Instrucción. ¿Puedes extraer, sin cambiar nada, el fragmento del texto sobre el regreso a clases que abre con las palabras "A juzgar por lo" y cierra con "ventilación. Habrá gel."?

───── Extracto ─────

A juzgar por lo que se ha visto en el resto del mundo, a juzgar por el nivel de contagios que tenemos en el país, a juzgar por las medidas que se han decidido implementar desde la administración federal, el lunes 30 será, en el mejor de los casos, un día complicado.

Millones de niños regresarán a clases. Los más afortunados –entiéndase, aquellos cuyas familias se encuentran en el nivel socioeconómico más alto– lo harán ya sea a través de un sistema híbrido o presencial con todas las protecciones y la seguridad que se puede tener en estos tiempos. Habrá, en las escuelas que mejor han entendido la transmisión en virus y que pueden costearlo, medidores de partículas en el aire. Habrá ventilación. Habrá gel.

───── Filas incluidas ─────

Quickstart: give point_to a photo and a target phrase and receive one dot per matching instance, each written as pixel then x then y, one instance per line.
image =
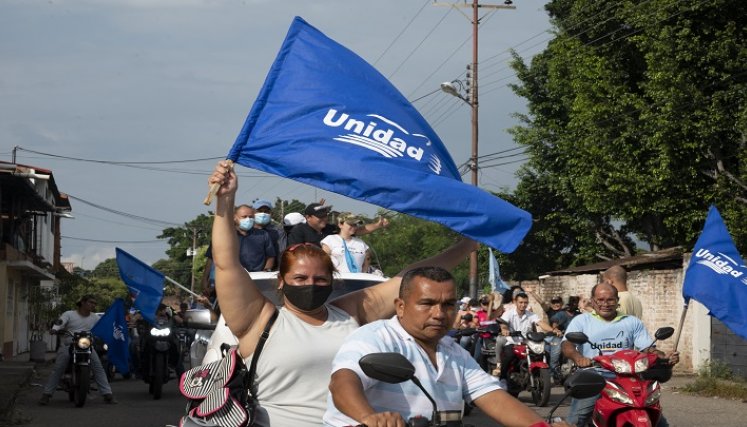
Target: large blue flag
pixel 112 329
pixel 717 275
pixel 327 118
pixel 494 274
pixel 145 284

─────
───── Filas incluidas ─────

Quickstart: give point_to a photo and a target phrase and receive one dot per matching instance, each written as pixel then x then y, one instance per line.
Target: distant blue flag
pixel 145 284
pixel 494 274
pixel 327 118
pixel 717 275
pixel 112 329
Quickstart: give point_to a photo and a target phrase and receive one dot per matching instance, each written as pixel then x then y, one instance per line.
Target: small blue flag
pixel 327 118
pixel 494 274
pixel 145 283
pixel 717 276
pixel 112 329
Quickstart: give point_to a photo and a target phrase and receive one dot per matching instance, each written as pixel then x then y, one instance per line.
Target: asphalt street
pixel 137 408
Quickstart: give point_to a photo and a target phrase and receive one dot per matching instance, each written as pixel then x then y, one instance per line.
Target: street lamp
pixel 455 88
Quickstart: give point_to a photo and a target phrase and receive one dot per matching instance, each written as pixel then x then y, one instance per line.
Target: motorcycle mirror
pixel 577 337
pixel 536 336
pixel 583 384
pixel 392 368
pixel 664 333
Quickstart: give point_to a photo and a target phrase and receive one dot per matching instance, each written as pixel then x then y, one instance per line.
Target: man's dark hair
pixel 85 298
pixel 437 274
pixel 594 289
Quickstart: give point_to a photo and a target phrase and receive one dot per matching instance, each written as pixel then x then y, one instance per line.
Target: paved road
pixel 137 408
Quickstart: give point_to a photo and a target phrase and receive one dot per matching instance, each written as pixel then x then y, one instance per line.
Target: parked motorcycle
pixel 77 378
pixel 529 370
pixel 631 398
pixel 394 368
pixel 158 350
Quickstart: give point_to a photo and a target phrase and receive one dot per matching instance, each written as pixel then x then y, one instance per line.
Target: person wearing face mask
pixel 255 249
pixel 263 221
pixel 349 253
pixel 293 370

─────
───── Filas incluidas ─────

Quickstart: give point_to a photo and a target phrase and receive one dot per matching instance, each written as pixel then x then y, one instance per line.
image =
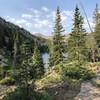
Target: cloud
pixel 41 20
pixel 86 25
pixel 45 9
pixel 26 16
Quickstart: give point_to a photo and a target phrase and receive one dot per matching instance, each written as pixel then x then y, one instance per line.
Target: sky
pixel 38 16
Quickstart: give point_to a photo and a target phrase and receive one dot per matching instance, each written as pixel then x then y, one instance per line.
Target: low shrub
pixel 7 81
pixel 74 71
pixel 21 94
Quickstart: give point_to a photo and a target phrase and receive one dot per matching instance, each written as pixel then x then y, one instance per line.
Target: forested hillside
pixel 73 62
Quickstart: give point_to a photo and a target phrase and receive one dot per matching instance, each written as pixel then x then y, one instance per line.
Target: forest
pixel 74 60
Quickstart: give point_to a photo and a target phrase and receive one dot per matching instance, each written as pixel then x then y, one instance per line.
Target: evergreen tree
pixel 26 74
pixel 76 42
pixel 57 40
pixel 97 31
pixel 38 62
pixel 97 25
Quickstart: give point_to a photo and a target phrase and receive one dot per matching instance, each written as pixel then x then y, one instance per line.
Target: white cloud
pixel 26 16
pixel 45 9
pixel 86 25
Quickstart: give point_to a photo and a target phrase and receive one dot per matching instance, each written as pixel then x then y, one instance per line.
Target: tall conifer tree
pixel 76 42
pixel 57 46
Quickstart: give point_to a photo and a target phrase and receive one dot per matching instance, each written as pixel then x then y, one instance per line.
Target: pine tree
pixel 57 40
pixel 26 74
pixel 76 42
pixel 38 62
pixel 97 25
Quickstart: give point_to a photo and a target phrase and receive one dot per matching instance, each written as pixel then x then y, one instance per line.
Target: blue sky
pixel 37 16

─────

Espacio de respuesta.
A juzgar por lo que se ha visto en el resto del mundo, a juzgar por el nivel de contagios que tenemos en el país, a juzgar por las medidas que se han decidido implementar desde la administración federal, el lunes 30 será, en el mejor de los casos, un día complicado.

Millones de niños regresarán a clases. Los más afortunados –entiéndase, aquellos cuyas familias se encuentran en el nivel socioeconómico más alto– lo harán ya sea a través de un sistema híbrido o presencial con todas las protecciones y la seguridad que se puede tener en estos tiempos. Habrá, en las escuelas que mejor han entendido la transmisión en virus y que pueden costearlo, medidores de partículas en el aire. Habrá ventilación. Habrá gel.